== ЗАДАНИЕ 1 ==
Кто, согласно тексту о Минине у Кукольника и Островского, установил «отчество» Минина незадолго до того, как Островский включил его в заглавие хроники?
== ЗАДАНИЕ 2 ==
Согласуются ли с текстом о Минине у Кукольника и Островского утверждения (a), (b) и (c)? Ответьте «да» или «нет» и приведите решающие слова текста дословно. (a) В рецензии Полевой оспаривал основную идею драмы Кукольника. (b) Журнал «Московский Телеграф» спасло покровительство Д. В. Голицына. (c) Островский с гордостью считал себя обывателем Москвы.
== ЗАДАНИЕ 3 ==
Продолжите текст о Минине у Кукольника и Островского одним-двумя абзацами, начиная сразу после его последнего предложения.

== ИЗВЛЕЧЁННЫЙ ТЕКСТ ==
━━━━━━━━━━━━━━━━━━━━
Рецензия Полевого, ставшая поводом для закрытия популярнейшего российского журнала, ничего особенно «крамольного» не содержала. Напротив, критик не подвергал сомнению основную идею драмы Кукольника, сравнивая Козьму Минина с Жанной д’Арк: «Кому пасть: России? Польше? «Польше!» – изрек Всемогущий, и – дух Божий вдохновляет мещанина Минина, как некогда вдохновил крестьянку Иоанну д’Арк». Основной же упрек был и вовсе «литературный»: критику не понравилась излишняя «романтическая свобода» в изображении «великого зрелища сего подвига» 8 ...

И тем не менее, именно эта рецензия оказалась в глазах властей предержащих абсолютно недопустимой. И журнал «Московский Телеграф» не спасло ни покровительство московского генерал-губернатора Д. В. Голицына, ни симпатии к Полевому графа А. Х. Бенкендорфа. В той ситуации не произвести подобной акции правительству было попросту невозможно. Появление даже «осторожной» критики официально признанного и высочайше оцененного патриотического сочинения, тем более сочинения, связанного с насущными проблемами внутренней политики и идеологии, было недопустимым: сам факт написания подобной рецензии диагностировался как сумасшествие.

Понятно, что Островский в начале 1860-х гг. ставил задачи принципиально иные, чем Кукольник: его историческая хроника должна была опираться на исторические факты – время требовало представить сложнейший идеологический эпизод русской смуты совсем иначе, чем в официальных источниках. Островский решал труднейшую идеологическую проблему: переосмыслить те события русской истории, которые издавна толковались в духе устоявшегося официального мифа – и представить их в ином «повороте».

П. Д. Боборыкин, общавшийся с драматургом во время отделки его хроники, свидетельствовал: «Замысел его нельзя было не найти верным и глубоко реальным. Минин – по его толкованию – простой человек, без всякого героического налета, без всякой рисовки, тогдашний городской обыватель, с душой и практической сметкой...» 9 .

Хроника имеет вполне «бытовое» заглавие: «Козьма Захарьич Минин, Сухорук». К известному именованию нижегородского «говядаря» Островский прибавил бытовое «отчество» (незадолго перед тем случайно установленное историком М. П. Погодиным) и даже прозвище (отысканное – впрочем, как говорят, неверно! – П. И. Мельниковым-Печерским). Уже заглавие особенным образом «приземляло» пьесу: на место «руки Всевышнего» становились деяния простого человека.

Речь в ней действительно шла про обывателя. В советскую эпоху прославления «строителей коммунизма» слово обыватель получило отрицательную коннотацию: «человек, лишенный общественного кругозора, с косными мещанскими взглядами». Иными словами – человек, который думает о самом себе и не желает «колебаться» вместе с «генеральной линией» правящей партии. Но Островский в это понятие не вкладывал никакого негативного смысла – напротив, сам с гордостью считал себя обывателем Москвы и Костромской губернии. Это слово – производное от глагола обывать («жить, проживать, обитать») и означало «житель на месте, всегдашний, водворенный, поселенный прочно» (В. И. Даль). Такого рода обывателями оказывается большинство нормальных людей, где-либо обитающих – «не-обывателем» оказывается разве что «люмпен» или «бомж»... А поскольку «обыватель» обитает в каком-то месте (будь то Москва, Кострома или деревня Гадюкино), то он поневоле должен следовать правилам, принятым и веками проверенным прежними жителями этого места.
━━━━━━━━━━━━━━━━━━━━
== Записи из набора для разметки точками ==
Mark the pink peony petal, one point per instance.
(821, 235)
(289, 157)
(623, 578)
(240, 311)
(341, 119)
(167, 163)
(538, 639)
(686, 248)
━━━━━━━━━━━━━━━━━━━━
== ПИСЬМЕННЫЙ ОТВЕТ 1 ==
Историк М. П. Погодин, причём установил он его случайно.

== ПИСЬМЕННЫЙ ОТВЕТ 2 ==
(a) Нет: «критик не подвергал сомнению основную идею драмы Кукольника».
(b) Нет: «И журнал «Московский Телеграф» не спасло ни покровительство московского генерал-губернатора Д. В. Голицына».
(c) Да: «сам с гордостью считал себя обывателем Москвы и Костромской губернии».

== ПИСЬМЕННЫЙ ОТВЕТ 3 ==
Это ощущение рождает и показательные особенности мировосприятия русского обывателя. Он не отягощен кастовыми предрассудками, не подвержен никакой идеологии, которая неизбежно лишает человека полноты ощущения жизни. Обыватель живет в царстве здравомыслия и объективности. Именно объективность делает его терпимым ко всем проявлениям жизни и законопослушным. Обыватель, мещанин не участвует в революциях. Во время революций он продолжает делать «черновую» работу по созиданию жизни своей семьи. Обыватель в принципе не приемлет «глобальных» идей переустройства мира – ни дворянских, ни теософских, ни марксистских.

Сердиться на обывателя, критиковать или ниспровергать его – это почти то же, что сердиться на природу. В лесу растут грибы, жители (обыватели) эти грибы собирают, солят, а потом едят. Они делали это всегда – и в 1612 году, когда действовал Минин, и в 2008-м, когда избирали нынешнего президента России. Если перед обывателем встает дилемма: собирать грибы или идти на выборы президента, то он берет лукошко и идет собирать грибы. Это может вызвать ненависть политиков, но обывателя мнение политиков интересует значительно меньше грибов: он защищает природные интересы личности, семьи, а значит – и России. Он хочет просто жить: дышать свежим воздухом, вкусно есть, ухаживать за детьми, пить чай с лимоном и т. д. и т. п.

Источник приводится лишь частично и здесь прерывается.